Task details: A faithful copy of the data below is required, leaving out every picture.

Given data:
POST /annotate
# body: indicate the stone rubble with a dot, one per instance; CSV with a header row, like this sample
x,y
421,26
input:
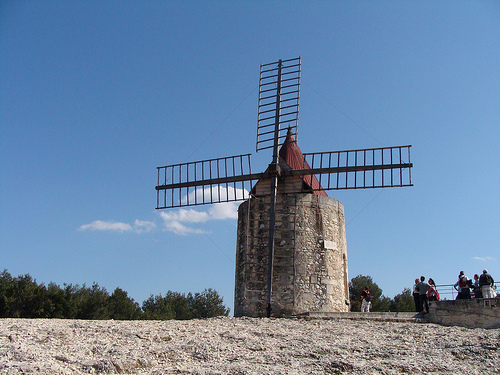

Response below:
POST /annotate
# body: indicate the stone rubble with a dot, one per instance; CSV with a header row, like this sample
x,y
421,26
input:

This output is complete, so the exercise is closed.